Given instruction a: Reproduce the rows from the line containing "Point out the bird's folded" through the end of the rows, replacing "folded wing" with "tucked wing" and leaving everything else unchanged.

Teaching With her friend Newcomb, Hodge emigrated to
Sydney in September 1897 to establish teacher training courses on the invitation of Professor Walter Scott of the Teachers' Association of New South Wales. Hodge and Newcomb founded Shirley School and Kindergarten, a girls' demonstration and training school, on Edgecliff Road, Sydney in January 1900. Trainee kindergarten teachers were often new immigrants that had arrived in the Australian colony from Britain. Shirley School had 100 students by the end of the first year and pupils included
Kathleen Ussher and
Eunice Mort. Hodge wrote for the school's
Shirley magazine. Shirley School and Kindergarten incorporated the Swedish system of gymnastics devised by
Pehr Henrik Ling and was one of the first female schools in Australia with a permanent cricket team. Supporting the less fortunate was fundamental to the institution, with "service for others" considered "the noblest part of self education." Funds raised at school plays were given to the New South Wales Home for Incurables, an annual Christmas party was held for local poor children and warm garments were sewn for the Surrey Hills Free Kindergarten pupils. Hodge then wrote the training courses for primary and secondary teachers for
The Women's College of the
University of Sydney, where she was appointed an honorary lecturer in the theory and practice of education.

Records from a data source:
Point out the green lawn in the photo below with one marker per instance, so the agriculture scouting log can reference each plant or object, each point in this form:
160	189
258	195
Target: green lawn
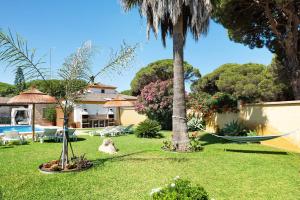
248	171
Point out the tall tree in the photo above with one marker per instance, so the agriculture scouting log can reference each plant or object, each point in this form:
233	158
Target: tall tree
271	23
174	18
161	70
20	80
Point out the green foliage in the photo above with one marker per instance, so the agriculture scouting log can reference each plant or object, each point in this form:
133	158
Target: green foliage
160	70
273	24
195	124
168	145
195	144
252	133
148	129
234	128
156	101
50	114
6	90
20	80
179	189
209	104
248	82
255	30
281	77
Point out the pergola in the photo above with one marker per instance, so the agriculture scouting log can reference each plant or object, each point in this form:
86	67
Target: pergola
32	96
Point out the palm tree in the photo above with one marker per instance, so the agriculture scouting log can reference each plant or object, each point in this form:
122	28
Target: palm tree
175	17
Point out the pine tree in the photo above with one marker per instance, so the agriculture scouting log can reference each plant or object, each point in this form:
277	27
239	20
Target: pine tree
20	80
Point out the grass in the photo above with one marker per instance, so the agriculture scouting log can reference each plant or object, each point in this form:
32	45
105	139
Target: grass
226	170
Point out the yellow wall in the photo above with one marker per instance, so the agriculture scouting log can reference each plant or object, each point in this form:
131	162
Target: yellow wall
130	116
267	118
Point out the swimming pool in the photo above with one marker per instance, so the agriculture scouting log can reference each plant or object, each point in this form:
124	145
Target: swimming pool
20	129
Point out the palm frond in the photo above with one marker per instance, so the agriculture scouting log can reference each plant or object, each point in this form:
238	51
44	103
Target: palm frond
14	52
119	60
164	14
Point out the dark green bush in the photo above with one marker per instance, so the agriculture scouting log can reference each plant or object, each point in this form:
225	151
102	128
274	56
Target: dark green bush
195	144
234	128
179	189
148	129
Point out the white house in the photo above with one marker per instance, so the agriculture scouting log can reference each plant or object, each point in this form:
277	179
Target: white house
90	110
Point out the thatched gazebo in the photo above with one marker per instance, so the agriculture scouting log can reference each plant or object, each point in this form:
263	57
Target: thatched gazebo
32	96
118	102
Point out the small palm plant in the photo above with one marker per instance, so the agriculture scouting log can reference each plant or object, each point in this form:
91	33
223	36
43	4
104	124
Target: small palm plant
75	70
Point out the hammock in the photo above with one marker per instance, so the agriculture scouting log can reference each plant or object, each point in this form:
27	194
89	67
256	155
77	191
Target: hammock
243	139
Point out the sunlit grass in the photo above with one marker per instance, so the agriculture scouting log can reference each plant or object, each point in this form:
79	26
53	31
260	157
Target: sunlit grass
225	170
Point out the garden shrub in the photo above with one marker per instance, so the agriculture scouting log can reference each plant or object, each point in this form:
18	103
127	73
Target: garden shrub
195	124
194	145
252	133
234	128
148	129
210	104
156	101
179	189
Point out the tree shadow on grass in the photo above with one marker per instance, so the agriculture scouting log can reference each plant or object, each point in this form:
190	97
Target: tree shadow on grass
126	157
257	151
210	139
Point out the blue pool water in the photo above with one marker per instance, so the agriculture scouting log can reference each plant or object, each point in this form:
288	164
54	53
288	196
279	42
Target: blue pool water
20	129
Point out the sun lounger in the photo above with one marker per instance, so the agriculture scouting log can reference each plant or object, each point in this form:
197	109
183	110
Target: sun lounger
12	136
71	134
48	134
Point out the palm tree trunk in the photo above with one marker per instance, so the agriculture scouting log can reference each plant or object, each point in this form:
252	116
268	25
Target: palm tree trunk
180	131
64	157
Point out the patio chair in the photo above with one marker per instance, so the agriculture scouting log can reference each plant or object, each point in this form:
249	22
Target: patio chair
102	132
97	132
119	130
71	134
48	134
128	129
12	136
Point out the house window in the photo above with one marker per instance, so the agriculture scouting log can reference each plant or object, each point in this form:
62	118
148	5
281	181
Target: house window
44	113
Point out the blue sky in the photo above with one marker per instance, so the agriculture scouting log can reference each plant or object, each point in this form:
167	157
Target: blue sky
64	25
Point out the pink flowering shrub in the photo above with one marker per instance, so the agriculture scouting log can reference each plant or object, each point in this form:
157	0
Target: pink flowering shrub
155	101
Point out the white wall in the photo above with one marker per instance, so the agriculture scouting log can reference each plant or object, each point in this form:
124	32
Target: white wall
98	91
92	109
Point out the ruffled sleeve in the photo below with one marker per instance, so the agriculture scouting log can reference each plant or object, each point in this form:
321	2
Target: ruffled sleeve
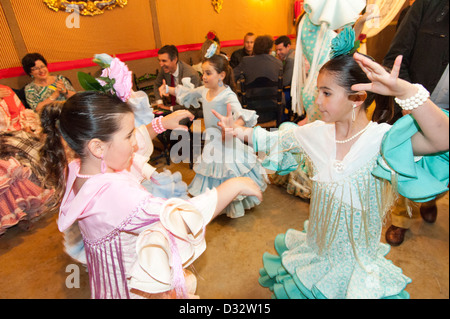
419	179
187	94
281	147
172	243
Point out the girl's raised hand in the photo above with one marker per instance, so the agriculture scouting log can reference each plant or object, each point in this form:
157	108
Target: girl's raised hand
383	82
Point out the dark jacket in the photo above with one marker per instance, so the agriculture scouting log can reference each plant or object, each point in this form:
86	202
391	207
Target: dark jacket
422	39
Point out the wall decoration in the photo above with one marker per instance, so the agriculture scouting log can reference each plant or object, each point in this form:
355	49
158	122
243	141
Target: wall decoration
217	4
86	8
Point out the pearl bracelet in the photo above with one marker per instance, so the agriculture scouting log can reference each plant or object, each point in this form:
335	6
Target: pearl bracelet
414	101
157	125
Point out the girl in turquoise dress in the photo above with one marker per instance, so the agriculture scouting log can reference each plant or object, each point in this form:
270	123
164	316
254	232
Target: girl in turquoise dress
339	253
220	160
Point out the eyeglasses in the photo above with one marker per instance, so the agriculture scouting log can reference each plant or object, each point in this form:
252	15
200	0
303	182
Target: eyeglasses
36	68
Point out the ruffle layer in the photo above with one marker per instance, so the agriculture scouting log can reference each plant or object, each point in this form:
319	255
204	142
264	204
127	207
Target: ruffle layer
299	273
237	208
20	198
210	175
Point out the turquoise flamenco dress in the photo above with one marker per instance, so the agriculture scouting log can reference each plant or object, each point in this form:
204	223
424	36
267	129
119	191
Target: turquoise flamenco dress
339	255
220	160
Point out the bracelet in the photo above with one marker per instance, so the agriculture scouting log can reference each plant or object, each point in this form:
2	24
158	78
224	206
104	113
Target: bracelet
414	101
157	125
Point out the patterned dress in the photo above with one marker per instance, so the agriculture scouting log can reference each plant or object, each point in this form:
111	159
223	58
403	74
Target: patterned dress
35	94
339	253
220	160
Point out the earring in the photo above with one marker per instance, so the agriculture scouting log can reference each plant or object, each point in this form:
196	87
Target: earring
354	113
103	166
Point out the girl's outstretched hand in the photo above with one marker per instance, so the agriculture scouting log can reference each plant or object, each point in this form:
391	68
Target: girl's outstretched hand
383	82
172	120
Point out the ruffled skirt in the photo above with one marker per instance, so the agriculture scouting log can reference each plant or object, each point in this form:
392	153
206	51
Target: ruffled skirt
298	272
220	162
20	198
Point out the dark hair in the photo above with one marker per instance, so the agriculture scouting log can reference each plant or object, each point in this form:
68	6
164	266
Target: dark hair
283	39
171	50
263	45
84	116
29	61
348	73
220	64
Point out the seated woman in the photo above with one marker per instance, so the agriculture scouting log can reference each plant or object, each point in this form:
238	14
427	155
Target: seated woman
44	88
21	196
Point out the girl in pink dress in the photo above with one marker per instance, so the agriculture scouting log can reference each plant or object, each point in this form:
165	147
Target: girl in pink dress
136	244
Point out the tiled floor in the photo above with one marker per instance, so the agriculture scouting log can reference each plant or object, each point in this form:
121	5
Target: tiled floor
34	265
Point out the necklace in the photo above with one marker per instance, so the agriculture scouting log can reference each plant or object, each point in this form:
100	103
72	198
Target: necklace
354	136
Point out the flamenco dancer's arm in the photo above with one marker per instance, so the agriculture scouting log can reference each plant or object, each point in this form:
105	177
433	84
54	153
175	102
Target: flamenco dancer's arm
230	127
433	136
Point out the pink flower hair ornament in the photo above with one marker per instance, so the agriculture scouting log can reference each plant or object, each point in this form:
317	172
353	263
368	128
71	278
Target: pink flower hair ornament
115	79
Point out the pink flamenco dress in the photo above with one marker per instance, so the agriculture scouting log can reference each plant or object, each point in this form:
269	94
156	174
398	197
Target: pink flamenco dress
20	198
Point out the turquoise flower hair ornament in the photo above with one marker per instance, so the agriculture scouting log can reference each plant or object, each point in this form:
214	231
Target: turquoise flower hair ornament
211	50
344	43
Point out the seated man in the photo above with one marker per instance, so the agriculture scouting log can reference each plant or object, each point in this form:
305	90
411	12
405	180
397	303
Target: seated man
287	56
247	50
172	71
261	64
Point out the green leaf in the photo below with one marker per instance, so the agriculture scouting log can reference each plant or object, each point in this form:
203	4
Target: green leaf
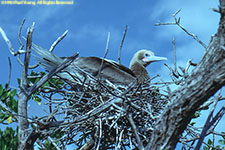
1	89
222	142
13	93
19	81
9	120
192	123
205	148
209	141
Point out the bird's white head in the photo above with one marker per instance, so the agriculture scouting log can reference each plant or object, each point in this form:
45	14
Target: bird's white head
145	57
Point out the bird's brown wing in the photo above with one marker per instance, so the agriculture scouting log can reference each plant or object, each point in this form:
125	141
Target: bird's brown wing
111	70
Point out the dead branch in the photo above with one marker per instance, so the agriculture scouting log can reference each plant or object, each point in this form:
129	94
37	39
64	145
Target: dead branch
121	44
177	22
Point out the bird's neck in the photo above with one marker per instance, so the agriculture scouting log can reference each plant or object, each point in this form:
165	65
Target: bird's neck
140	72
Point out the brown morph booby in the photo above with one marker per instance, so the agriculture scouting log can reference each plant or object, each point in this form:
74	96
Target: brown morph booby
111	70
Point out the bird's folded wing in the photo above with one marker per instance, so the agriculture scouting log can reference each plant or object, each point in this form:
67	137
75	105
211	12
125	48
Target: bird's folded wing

Given instruction b: According to the source text, on which road did Hodge and Newcomb found Shirley School and Kindergarten?

Exercise solution a:
Point out the bird's tucked wing in the photo above with one marker per instance, so the agriculture scouting log can reference each plant or object, each point in this form:
67	137
75	105
211	12
125	48
Target: bird's tucked wing

Exercise solution b: Edgecliff Road, Sydney